_Task description_. Word for word, restate every line of the listing that follows.

_Given data_.
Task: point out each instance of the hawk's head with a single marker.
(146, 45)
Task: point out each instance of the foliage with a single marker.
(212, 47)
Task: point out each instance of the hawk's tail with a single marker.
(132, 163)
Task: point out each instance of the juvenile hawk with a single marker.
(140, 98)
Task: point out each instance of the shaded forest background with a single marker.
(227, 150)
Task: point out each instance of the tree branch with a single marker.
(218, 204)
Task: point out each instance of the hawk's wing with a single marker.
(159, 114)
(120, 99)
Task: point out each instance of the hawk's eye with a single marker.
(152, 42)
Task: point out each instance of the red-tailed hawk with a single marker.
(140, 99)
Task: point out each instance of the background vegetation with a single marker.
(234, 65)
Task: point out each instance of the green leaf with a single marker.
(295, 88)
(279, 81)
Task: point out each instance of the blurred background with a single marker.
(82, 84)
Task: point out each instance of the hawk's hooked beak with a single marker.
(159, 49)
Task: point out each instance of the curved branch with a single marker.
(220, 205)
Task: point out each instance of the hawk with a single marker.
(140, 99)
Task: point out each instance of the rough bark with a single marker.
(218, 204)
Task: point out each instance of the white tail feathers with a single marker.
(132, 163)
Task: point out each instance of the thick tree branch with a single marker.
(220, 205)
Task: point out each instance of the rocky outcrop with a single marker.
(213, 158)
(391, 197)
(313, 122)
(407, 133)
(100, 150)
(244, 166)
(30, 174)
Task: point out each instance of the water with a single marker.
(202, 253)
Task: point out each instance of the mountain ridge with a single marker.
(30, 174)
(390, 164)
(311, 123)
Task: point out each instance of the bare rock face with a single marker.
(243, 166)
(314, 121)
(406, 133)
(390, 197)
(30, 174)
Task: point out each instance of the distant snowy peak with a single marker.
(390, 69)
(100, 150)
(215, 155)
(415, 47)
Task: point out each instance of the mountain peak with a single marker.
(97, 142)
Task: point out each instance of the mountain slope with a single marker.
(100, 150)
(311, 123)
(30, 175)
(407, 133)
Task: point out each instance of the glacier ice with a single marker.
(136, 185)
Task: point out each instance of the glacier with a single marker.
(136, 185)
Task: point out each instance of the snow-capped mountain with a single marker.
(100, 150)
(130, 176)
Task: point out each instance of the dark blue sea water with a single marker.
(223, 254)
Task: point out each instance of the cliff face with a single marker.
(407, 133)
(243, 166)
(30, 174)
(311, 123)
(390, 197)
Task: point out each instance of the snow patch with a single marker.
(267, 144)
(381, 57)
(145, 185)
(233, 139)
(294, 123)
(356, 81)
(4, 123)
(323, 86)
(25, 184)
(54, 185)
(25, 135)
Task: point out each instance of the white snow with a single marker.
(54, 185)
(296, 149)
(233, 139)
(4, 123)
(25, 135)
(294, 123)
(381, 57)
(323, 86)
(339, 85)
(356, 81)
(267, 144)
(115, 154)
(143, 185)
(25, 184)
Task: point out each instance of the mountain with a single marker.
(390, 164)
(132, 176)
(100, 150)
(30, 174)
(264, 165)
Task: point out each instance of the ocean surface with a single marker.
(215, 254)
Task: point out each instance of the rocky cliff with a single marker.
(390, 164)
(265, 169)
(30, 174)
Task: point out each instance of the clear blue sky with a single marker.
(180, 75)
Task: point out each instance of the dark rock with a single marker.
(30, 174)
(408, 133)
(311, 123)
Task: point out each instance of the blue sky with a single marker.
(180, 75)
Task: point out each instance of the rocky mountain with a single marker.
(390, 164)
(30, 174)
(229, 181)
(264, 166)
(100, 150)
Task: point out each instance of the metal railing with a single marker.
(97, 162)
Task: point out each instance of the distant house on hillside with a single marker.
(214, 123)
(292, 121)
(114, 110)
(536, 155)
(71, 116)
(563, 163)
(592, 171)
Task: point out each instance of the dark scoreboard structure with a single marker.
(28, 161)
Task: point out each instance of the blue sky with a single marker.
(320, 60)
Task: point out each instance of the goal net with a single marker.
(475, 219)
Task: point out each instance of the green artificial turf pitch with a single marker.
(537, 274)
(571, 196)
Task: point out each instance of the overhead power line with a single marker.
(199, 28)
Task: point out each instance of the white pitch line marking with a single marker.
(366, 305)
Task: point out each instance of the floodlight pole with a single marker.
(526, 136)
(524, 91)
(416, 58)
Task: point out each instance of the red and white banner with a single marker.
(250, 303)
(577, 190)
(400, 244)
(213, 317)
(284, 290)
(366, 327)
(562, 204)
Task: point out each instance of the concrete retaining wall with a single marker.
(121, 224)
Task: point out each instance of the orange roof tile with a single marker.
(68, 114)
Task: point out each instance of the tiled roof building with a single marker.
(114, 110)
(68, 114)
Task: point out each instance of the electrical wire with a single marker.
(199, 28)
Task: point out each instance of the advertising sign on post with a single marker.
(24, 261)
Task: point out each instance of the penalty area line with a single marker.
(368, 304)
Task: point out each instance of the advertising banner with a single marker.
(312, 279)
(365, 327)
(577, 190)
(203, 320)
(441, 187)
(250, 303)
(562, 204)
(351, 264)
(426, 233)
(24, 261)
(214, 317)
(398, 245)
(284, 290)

_In response_.
Task: point out each instance of the hawk's head with a single marker.
(146, 45)
Task: point out each instance of the foliage with a single marker.
(212, 47)
Task: point out each instance of the hawk's tail with a single marker.
(132, 163)
Task: point out each instance of the juvenile hawk with a single marker.
(140, 98)
Task: point out each instance of the shaded forest background with a single marker.
(227, 150)
Task: point out each instance of the tree branch with a single marker.
(218, 204)
Task: point out each instance of the hawk's wing with a single marker.
(159, 114)
(120, 99)
Task: point out each instance of the hawk's eye with a single marker.
(152, 42)
Task: point out each instance of the red-tailed hawk with a single marker.
(140, 99)
Task: point out each instance of the background vegetation with a single marker.
(234, 65)
Task: point out each instance of the green leaf with a single marker.
(295, 88)
(279, 81)
Task: point out each instance of the blurred background with a single marker.
(82, 84)
Task: point out each instance of the hawk's hooked beak with a single marker.
(159, 49)
Task: point out each instance of the curved branch with a single marker.
(220, 205)
Task: point out each instance of the hawk with a single marker.
(140, 99)
Task: point out each instance of the rough bark with a single marker.
(218, 204)
Task: point out each instance of the white tail feathers with a single marker.
(132, 163)
Task: point out each instance of the thick tree branch with a single marker.
(220, 205)
Task: point out each instance of the rocky outcrop with a single marker.
(213, 158)
(391, 197)
(313, 122)
(407, 133)
(100, 150)
(244, 166)
(30, 174)
Task: point out each instance of the water with a single marker.
(202, 253)
Task: point out each instance of the mountain ridge with a single marker.
(30, 174)
(390, 164)
(311, 123)
Task: point out each instance of the bare rock face with a single marker.
(243, 166)
(314, 121)
(406, 133)
(390, 197)
(30, 174)
Task: point out each instance of the distant snowy peak with a single marker.
(390, 69)
(100, 150)
(215, 155)
(415, 47)
Task: point out each instance of the mountain peak with a single marker.
(97, 142)
Task: point out each instance of the mountain slope with a single marker.
(100, 150)
(311, 123)
(30, 175)
(407, 133)
Task: point out each instance of the glacier ice with a single marker.
(136, 185)
Task: point out each instance of the glacier with a single marker.
(136, 185)
Task: point out each instance of the snow-capped mountain with a single marker.
(100, 150)
(130, 176)
Task: point out each instance of the dark blue sea water with a single marker.
(223, 254)
Task: point out each instance of the cliff face with a single marker.
(407, 133)
(243, 166)
(30, 174)
(311, 123)
(390, 197)
Task: point out each instance of the snow patch with a single marker.
(267, 144)
(381, 57)
(145, 185)
(233, 139)
(294, 123)
(356, 81)
(4, 123)
(323, 86)
(25, 184)
(54, 185)
(25, 135)
Task: point out each instance of the white snow with a single marker.
(54, 185)
(296, 149)
(233, 139)
(4, 123)
(25, 135)
(294, 123)
(381, 57)
(323, 86)
(339, 85)
(356, 81)
(267, 144)
(115, 154)
(143, 185)
(25, 184)
Task: point out each instance of the mountain with a single marker.
(390, 164)
(132, 176)
(100, 150)
(30, 174)
(264, 165)
Task: point out each instance of the ocean surface with a single marker.
(215, 254)
Task: point out each instance of the rocky cliff with a single marker.
(390, 164)
(265, 169)
(30, 174)
Task: point out each instance of the clear blue sky with a single marker.
(180, 75)
Task: point out each instance of the dark rock with a single marker.
(30, 174)
(408, 133)
(311, 123)
Task: point out each instance of the blue sky with a single marker.
(180, 75)
Task: point out each instance of the rocky mountain with a single marker.
(390, 164)
(30, 174)
(229, 181)
(264, 166)
(100, 150)
Task: point out each instance of the metal railing with a single marker.
(97, 162)
Task: point out each instance of the distant house on hillside with a single marker.
(214, 123)
(292, 121)
(114, 110)
(536, 155)
(71, 116)
(563, 163)
(592, 171)
Task: point out each instance of the dark scoreboard structure with a single marker.
(28, 161)
Task: point out each instance of the blue sky with a single marker.
(320, 60)
Task: point out each instance of the goal net with a single marker.
(475, 219)
Task: point out each instance of the green artificial turf pitch with a single marker.
(537, 274)
(571, 196)
Task: point out each instance of the overhead power line with a single marker.
(199, 28)
Task: point out each instance of the white pitch line marking with a single marker.
(366, 305)
Task: point out each instance of the floodlight pole with a single marker.
(526, 136)
(524, 91)
(416, 58)
Task: point out each instance of the red and white banner with a single marker.
(250, 303)
(577, 190)
(400, 244)
(213, 317)
(284, 290)
(366, 327)
(562, 204)
Task: point out each instance of the concrete retaining wall with a single marker.
(121, 224)
Task: point out each instance of the orange roof tile with a single marker.
(68, 114)
Task: point out each instance of the tiled roof building with a single marker.
(114, 110)
(68, 114)
Task: point out each instance of the electrical wire with a single marker.
(199, 28)
Task: point out each instance of the advertising sign on post with a single marker.
(24, 261)
Task: point out each instance of the penalty area line with a single marker.
(368, 304)
Task: point out each instance of the advertising banner with a single marker.
(312, 279)
(365, 327)
(577, 190)
(203, 320)
(441, 187)
(250, 303)
(562, 204)
(351, 264)
(426, 233)
(24, 261)
(214, 317)
(398, 245)
(284, 290)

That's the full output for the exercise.